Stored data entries

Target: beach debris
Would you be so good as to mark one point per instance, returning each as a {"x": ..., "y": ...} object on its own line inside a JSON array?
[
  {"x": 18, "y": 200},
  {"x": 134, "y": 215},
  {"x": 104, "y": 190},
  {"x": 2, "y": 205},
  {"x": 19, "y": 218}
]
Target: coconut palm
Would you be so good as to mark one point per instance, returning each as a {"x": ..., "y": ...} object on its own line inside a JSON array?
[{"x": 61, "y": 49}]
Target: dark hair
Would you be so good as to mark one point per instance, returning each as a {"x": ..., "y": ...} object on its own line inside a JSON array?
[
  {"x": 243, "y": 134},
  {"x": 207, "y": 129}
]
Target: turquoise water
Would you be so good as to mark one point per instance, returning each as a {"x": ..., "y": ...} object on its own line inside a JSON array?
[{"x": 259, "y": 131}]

# [WHAT NEEDS TO BE DONE]
Wherever the word "Target" appears in the entries above, copy that line.

# [EXPECTED OUTPUT]
Target: beach debris
Target: coconut palm
Target: dark hair
Target: turquoise water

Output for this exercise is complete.